LO QUE SE PIDE
Según el texto seleccionado, ¿en qué ciudad de Nueva Jersey entrevistarán Waltemeyer, Belt y Cohén a los amigos y parientes de Albert Robinson?

TEXTO SELECCIONADO
Authors: David Simon
Para Waltemeyer, este caso no es como ninguno de los que ha llevado antes. Es una investigación de las que marcan una carrera, en las que sólo un inspector veterano puede adentrarse. Hay recibos bancarios registros de pólizas de seguros, un gran jurado, exhumaciones por doquier: cosas que ningún agente uniformado verá jamás. Un oficial que patrulla la calle rara vez vive un caso más allá del turno. Las llamadas de aviso de una noche no tienen nada que ver con el trabajo hay al día siguiente. Incluso ante un homicidio, un inspector tampoco debe preocuparse del caso más allá de la detención final. Pero en este, el arresto sólo es el principio de un esfuerzo prolongado y laborioso.
En dos semanas a partir de ahora, Donald Waltemeyer, Corey Belt y Marc Cohén, que es ayudante del fiscal, estarán en Plainfield, Nueva Jersey, entrevistando a los amigos y parientes de Albert Robinson. Encontrarán a un marido superviviente de Geraldine y entregarán citaciones para obtener información sobre cuentas bancarias, recibos y pólizas de seguros. La mayor parte de las pruebas dejan un rastro burocrático interestatal, el tipo de labor de detalle que generalmente hace bostezar a los agentes de a pie. Pero cuando los tres hombres regresan a Baltimore, saben qué empujó a Albert Robinson a ir a Baltimore Este, donde moriría asesinado.
Vuelven a traer a Geraldine Parrish de su celda a la sala de interrogatorios. El inspector le coloca las pólizas de seguros delante y de nuevo le explica la realidad sobre el concepto de culpabilidad criminal.
—Está diciendo tonterías —le dice Geraldine a Waltemeyer—. Yo no he disparado a nadie.
—Está bien, Geraldine. No me importa si me dices la verdad o no —le dice el inspector—. Vamos a acusarte de otro asesinato. Albert Robinson.
—¿Quién es?
—Es un hombre de Nueva Jersey al que mandaste matar para quedarte con los 10.000 dólares de la póliza de seguros.
—Yo no he matado a nadie.
—Vale, Geraldine. Lo que tú digas.
Una vez más, Geraldine Parrish abandona la unidad de homicidios con las esposas, y de nuevo Waltemeyer se sumerge en el trabajo diario del caso, explorando nuevas pistas; esta vez se concentra en la muerte del reverendo Gilliard. Es un proceso largo y deliberado, la investigación de las idas y venidas de una mujer que ya ha sido arrestada y acusada de cuatro asesinatos. En un caso así, lo que hace falta no es un enjambre de agentes husmeando las calles en busca de huellas, sino un investigador profesional. Un inspector de policía.
Cuando Waltemeyer lleva ya meses metido en el caso, McLarney pasa al lado de su mesa y oye la admonición del inspector a Corey Belt, el prodigio de los distritos que fue destinado a la unidad de homicidios; han ampliado la duración de su destino para que ayude en la investigación del caso Parrish. En ese momento, Belt tiene muchas ganas de dar le una lección a un testigo recalcitrante al estilo del distrito Oeste.
—En nuestra zona —le dice Belt a Waltemeyer— le pegaríamos un par de hostias bien dadas al cabrón y le meteríamos algo de sentido común en la sesera.

INFORMACIÓN PROPORCIONADA

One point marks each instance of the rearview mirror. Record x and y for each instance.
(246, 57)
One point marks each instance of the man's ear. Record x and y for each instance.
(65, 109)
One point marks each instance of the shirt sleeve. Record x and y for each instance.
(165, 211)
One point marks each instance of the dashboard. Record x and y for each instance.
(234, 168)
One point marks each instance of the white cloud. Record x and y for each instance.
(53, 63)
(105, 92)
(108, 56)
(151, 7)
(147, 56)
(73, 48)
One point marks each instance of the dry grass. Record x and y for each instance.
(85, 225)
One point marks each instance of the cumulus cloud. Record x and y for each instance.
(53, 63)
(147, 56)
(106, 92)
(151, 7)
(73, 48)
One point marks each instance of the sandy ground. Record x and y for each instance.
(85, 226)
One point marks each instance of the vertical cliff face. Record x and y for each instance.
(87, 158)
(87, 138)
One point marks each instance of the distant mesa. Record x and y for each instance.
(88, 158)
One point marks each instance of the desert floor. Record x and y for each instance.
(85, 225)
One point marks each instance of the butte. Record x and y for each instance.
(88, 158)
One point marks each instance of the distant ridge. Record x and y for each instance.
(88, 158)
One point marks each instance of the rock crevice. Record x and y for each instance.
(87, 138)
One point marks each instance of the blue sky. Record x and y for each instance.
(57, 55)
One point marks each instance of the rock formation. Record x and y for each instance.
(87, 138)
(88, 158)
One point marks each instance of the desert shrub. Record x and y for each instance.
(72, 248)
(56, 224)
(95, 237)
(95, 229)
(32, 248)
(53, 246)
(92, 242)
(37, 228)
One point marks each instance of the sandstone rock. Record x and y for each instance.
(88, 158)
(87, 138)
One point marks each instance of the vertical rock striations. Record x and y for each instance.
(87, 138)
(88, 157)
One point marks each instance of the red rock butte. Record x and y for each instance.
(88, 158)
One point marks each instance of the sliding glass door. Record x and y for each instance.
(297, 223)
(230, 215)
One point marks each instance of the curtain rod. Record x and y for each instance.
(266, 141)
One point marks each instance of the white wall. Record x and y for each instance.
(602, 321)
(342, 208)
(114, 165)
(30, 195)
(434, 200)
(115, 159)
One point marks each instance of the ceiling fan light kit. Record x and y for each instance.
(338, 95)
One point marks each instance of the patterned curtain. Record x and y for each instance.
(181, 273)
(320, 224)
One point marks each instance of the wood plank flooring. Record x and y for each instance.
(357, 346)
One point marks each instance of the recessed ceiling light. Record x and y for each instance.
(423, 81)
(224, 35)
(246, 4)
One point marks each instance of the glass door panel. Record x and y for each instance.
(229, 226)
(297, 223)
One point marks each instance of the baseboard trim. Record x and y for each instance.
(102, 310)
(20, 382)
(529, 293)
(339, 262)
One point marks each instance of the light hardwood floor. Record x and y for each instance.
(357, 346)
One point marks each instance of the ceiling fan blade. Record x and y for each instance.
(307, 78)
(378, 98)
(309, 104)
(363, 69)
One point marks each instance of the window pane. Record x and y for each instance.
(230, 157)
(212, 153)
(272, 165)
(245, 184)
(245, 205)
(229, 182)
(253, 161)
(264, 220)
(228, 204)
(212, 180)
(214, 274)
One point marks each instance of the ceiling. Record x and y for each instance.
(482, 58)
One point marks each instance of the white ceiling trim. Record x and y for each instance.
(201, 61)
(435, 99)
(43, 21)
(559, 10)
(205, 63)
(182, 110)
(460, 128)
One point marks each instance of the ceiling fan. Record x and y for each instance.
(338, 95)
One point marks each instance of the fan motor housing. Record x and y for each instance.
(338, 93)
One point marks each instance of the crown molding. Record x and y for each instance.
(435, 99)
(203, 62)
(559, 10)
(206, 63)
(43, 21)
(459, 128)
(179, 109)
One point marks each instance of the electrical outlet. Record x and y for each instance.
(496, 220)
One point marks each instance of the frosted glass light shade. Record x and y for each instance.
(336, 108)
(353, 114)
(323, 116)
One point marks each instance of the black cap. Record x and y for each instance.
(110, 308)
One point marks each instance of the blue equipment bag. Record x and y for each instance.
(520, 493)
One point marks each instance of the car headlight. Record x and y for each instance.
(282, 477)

RESULTADO
En Plainfield.